## [WRITTEN EXERCISE]
Repeat the data below exactly, dropping any pictures it holds.

## [DATA SECTION]

-=-=-=-=-

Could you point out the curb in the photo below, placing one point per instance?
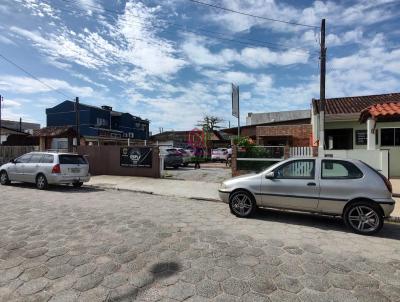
(152, 193)
(391, 219)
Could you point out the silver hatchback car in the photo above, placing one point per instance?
(44, 168)
(345, 187)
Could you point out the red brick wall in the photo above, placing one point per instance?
(300, 134)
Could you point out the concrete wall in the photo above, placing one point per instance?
(268, 117)
(300, 134)
(394, 152)
(105, 160)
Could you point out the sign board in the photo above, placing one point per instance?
(136, 157)
(235, 101)
(361, 137)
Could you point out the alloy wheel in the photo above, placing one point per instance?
(364, 218)
(3, 178)
(241, 204)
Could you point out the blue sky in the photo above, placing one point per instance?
(152, 59)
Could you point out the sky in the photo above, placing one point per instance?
(173, 61)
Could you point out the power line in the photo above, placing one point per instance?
(32, 75)
(221, 36)
(251, 15)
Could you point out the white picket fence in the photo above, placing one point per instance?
(300, 151)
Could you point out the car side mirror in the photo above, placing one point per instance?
(270, 175)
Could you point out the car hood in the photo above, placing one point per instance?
(241, 178)
(5, 166)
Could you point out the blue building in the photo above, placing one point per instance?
(98, 122)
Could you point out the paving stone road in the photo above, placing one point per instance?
(91, 245)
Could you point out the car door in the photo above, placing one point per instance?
(339, 179)
(32, 167)
(20, 166)
(293, 186)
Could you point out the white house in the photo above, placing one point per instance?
(355, 125)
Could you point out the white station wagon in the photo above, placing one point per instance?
(44, 168)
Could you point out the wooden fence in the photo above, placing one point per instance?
(301, 151)
(9, 152)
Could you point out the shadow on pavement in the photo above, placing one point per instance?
(59, 188)
(159, 271)
(327, 223)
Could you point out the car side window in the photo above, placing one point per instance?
(297, 169)
(339, 169)
(35, 158)
(23, 159)
(47, 159)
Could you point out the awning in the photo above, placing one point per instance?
(384, 111)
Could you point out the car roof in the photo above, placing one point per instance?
(52, 153)
(326, 158)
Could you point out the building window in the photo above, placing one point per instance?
(101, 122)
(390, 137)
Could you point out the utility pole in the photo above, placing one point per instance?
(321, 146)
(238, 115)
(1, 101)
(77, 119)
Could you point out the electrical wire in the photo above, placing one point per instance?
(201, 31)
(251, 15)
(32, 75)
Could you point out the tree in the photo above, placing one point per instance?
(209, 123)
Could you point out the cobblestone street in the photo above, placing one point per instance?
(84, 244)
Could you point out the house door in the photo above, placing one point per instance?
(339, 139)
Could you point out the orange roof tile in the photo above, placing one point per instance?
(383, 110)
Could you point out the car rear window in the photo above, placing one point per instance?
(72, 160)
(47, 159)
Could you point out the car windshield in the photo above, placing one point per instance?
(72, 160)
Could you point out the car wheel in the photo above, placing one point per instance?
(4, 180)
(363, 218)
(242, 204)
(41, 182)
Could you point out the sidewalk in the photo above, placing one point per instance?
(187, 188)
(159, 186)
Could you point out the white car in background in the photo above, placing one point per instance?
(219, 154)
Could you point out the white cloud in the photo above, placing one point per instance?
(252, 57)
(26, 85)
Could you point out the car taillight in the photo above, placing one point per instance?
(56, 169)
(388, 184)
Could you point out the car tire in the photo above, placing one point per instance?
(363, 218)
(41, 182)
(4, 180)
(242, 204)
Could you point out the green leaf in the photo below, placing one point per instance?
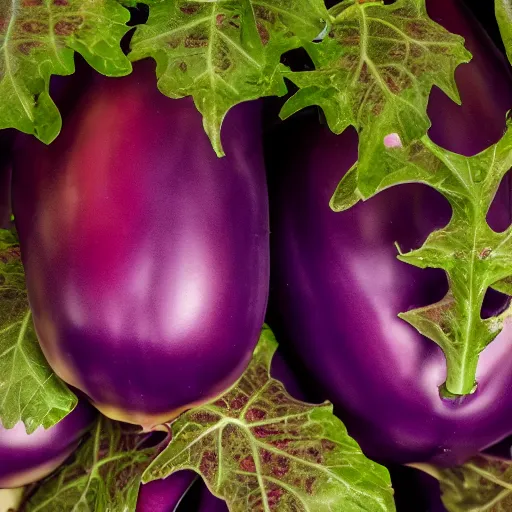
(259, 449)
(472, 254)
(483, 484)
(504, 17)
(374, 71)
(38, 39)
(29, 390)
(224, 52)
(104, 475)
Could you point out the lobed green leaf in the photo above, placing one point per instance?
(259, 449)
(224, 52)
(504, 16)
(104, 475)
(38, 39)
(29, 390)
(375, 70)
(473, 255)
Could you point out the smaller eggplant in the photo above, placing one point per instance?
(25, 458)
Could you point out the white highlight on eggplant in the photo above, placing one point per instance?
(393, 140)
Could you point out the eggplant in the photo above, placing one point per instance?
(146, 256)
(210, 503)
(337, 286)
(27, 458)
(165, 495)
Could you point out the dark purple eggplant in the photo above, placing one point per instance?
(165, 495)
(210, 503)
(337, 286)
(146, 256)
(27, 458)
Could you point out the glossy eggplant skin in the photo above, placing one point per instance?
(337, 286)
(27, 458)
(210, 503)
(165, 495)
(147, 257)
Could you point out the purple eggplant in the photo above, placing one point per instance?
(210, 503)
(146, 256)
(165, 495)
(27, 458)
(337, 286)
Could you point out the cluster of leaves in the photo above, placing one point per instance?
(29, 391)
(375, 58)
(104, 474)
(259, 449)
(473, 255)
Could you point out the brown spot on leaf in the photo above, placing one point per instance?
(377, 109)
(174, 42)
(404, 13)
(209, 464)
(248, 464)
(265, 456)
(238, 402)
(485, 253)
(327, 445)
(189, 9)
(351, 37)
(280, 466)
(310, 480)
(265, 431)
(398, 52)
(348, 61)
(416, 29)
(204, 417)
(281, 444)
(27, 46)
(264, 14)
(255, 414)
(274, 497)
(34, 27)
(263, 32)
(196, 41)
(416, 51)
(67, 26)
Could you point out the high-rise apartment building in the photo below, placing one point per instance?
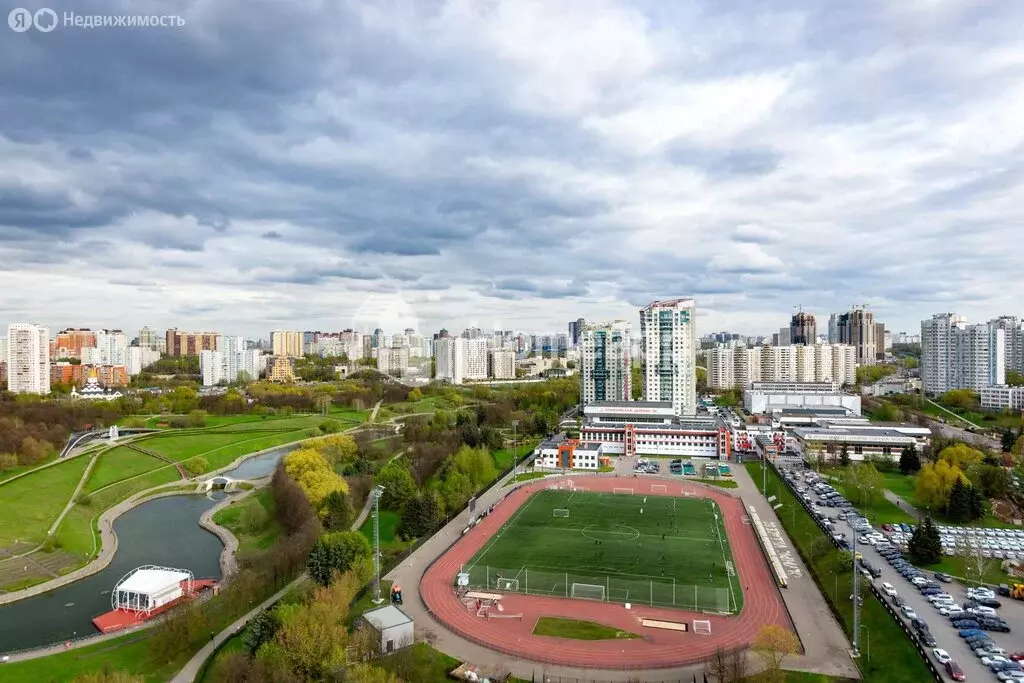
(459, 358)
(287, 342)
(28, 358)
(856, 329)
(605, 369)
(670, 344)
(957, 355)
(737, 368)
(393, 360)
(69, 343)
(803, 329)
(502, 361)
(189, 343)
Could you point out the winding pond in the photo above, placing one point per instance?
(164, 531)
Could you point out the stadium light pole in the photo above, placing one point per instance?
(856, 601)
(515, 447)
(376, 495)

-=-=-=-=-

## [CORRECT RESULT]
Could you point out the curb in the photo below, placing one point per instance?
(152, 193)
(391, 219)
Could you point out the silver hatchback car in the photo above, placing one point per instance?
(44, 168)
(345, 187)
Could you point out the red brick wall in the photo above, placing one point per instance?
(300, 134)
Could you point out the concrete wall in the photo above, placing one point per instance?
(268, 117)
(300, 134)
(394, 152)
(105, 160)
Could you point out the sign board in the photo above, placing one point per instance?
(136, 157)
(235, 101)
(361, 137)
Could you point out the alloy wheel in the photo above, placing one point per instance?
(364, 218)
(3, 178)
(241, 204)
Could you point out the blue sky in the photo above, placing one point per instance?
(152, 59)
Could you point out the sky in the photo above, placing one point per instance?
(173, 61)
Could you point out the power line in the photo above, placing one point per instance?
(32, 75)
(221, 36)
(251, 15)
Could you point out the white picket fence in the photo above, placing one point per instance?
(300, 151)
Could you point out the car side mirror in the photo above, placing one point per instance?
(270, 175)
Could you point out the car hood in the photo above, placing one point per instance?
(241, 178)
(5, 166)
Could you point out the blue building in the photo above, placing one point per instance?
(98, 122)
Could you point out the paving stone road in the photo above, placing one point per instance?
(91, 245)
Could you point out the car door in the photo above, placing one point per instance?
(339, 179)
(32, 167)
(20, 166)
(293, 186)
Could you point out the white house in the photo above, placing one point per instance?
(355, 125)
Could you point out the white station wagon in the photo above, placing one point per instance?
(44, 168)
Could you point out the wooden fence in the photo above, placing one point per instance?
(301, 151)
(9, 152)
Could you point out the shadow on pavement in the photo above, placing one point per instance?
(59, 188)
(159, 271)
(327, 223)
Could you point out the car side window in the photo above, placing one point per instance?
(297, 169)
(339, 169)
(35, 158)
(23, 159)
(47, 159)
Could you point out the awning in the photo above, placing one point per instance?
(384, 111)
Could you point out the car roof in the photo above, placing one point per instance?
(52, 153)
(326, 158)
Could you point out the building window in the photo above, placing one point per instance?
(101, 122)
(390, 137)
Could you point out the utility pole in the photo above, placing one point per instance?
(321, 146)
(238, 115)
(1, 101)
(77, 119)
Could you point out the electrical wire in the photo above, placing one point per instance?
(201, 31)
(251, 15)
(32, 75)
Could you point out the tree in the photo above, placing one point per instance?
(209, 123)
Could you point out the cobblestone street in the photo above, placing one point per instance?
(84, 244)
Could you point out the house door in the photo above, placing one point per instance?
(339, 139)
Could you point out the orange roof tile in the photo above, placing one point per instance?
(383, 110)
Could you point out the car rear window in the photo above, placing one point per instance?
(72, 160)
(47, 159)
Could you point out the car windshield in the photo above, placing one point per instance?
(72, 160)
Could you point out the car wheel in the photo above, placing one point per instance?
(4, 180)
(363, 218)
(242, 204)
(41, 182)
Could you point out the sidewalk in the photo above, placing one point per instance?
(187, 188)
(159, 186)
Could you point out the white car in background in the photo above, placing one point per instance?
(219, 154)
Could you point out the white cloud in the photo above, placing one point per instance?
(252, 57)
(26, 85)
Could you point out the car taillight in the photo above, placing one point per instance?
(56, 169)
(388, 184)
Could you point out the car tire in the photo above, placing one point per instance?
(363, 218)
(41, 182)
(4, 180)
(242, 204)
Could you point out the green leaf in the photo below, placing one point per instance?
(259, 449)
(472, 254)
(483, 484)
(504, 17)
(374, 71)
(38, 39)
(29, 390)
(224, 52)
(104, 475)
Could you point out the lobed green leaf in the photo above, placing one point per instance?
(259, 449)
(224, 52)
(504, 16)
(104, 475)
(38, 39)
(29, 390)
(375, 70)
(473, 255)
Could you point out the smaller eggplant in the photo above, placing one point per instance?
(25, 458)
Could you point out the white highlight on eggplant in the photo above, placing one point per instance?
(393, 140)
Could you point out the eggplant in the photo above, placing one point per instance?
(146, 256)
(210, 503)
(337, 286)
(27, 458)
(165, 495)
Could you point out the dark purple eggplant in the photo above, placing one point per instance?
(165, 495)
(210, 503)
(337, 286)
(146, 256)
(27, 458)
Could you point out the glossy eggplant skin in the photo above, placing one point per instance?
(337, 286)
(27, 458)
(210, 503)
(165, 495)
(147, 257)
Could you point out the purple eggplant in the photo above, placing one point per instance?
(210, 503)
(146, 256)
(165, 495)
(27, 458)
(337, 286)
Could you point out the cluster of leaves in the photo above, placing one point per instance?
(29, 391)
(375, 58)
(104, 474)
(259, 449)
(473, 255)
Could you point out the brown spot on leaf in the photo above, placing one point per instance?
(377, 109)
(174, 42)
(404, 13)
(209, 464)
(248, 464)
(265, 456)
(238, 402)
(485, 253)
(327, 445)
(189, 9)
(351, 37)
(280, 466)
(310, 480)
(265, 431)
(398, 52)
(348, 61)
(416, 29)
(204, 417)
(281, 444)
(27, 46)
(264, 14)
(255, 414)
(274, 497)
(34, 27)
(263, 32)
(196, 41)
(416, 51)
(67, 26)
Could you point out the high-rise apartment building in the photo below, placing one point per instance?
(459, 358)
(287, 342)
(28, 358)
(856, 329)
(605, 369)
(670, 344)
(957, 355)
(737, 368)
(393, 360)
(69, 343)
(803, 329)
(502, 361)
(189, 343)
Could you point out the winding pond in the photo above, placing one point per instance?
(164, 531)
Could you point out the stadium light pole in the photo above, placing one point per instance?
(856, 601)
(515, 447)
(376, 495)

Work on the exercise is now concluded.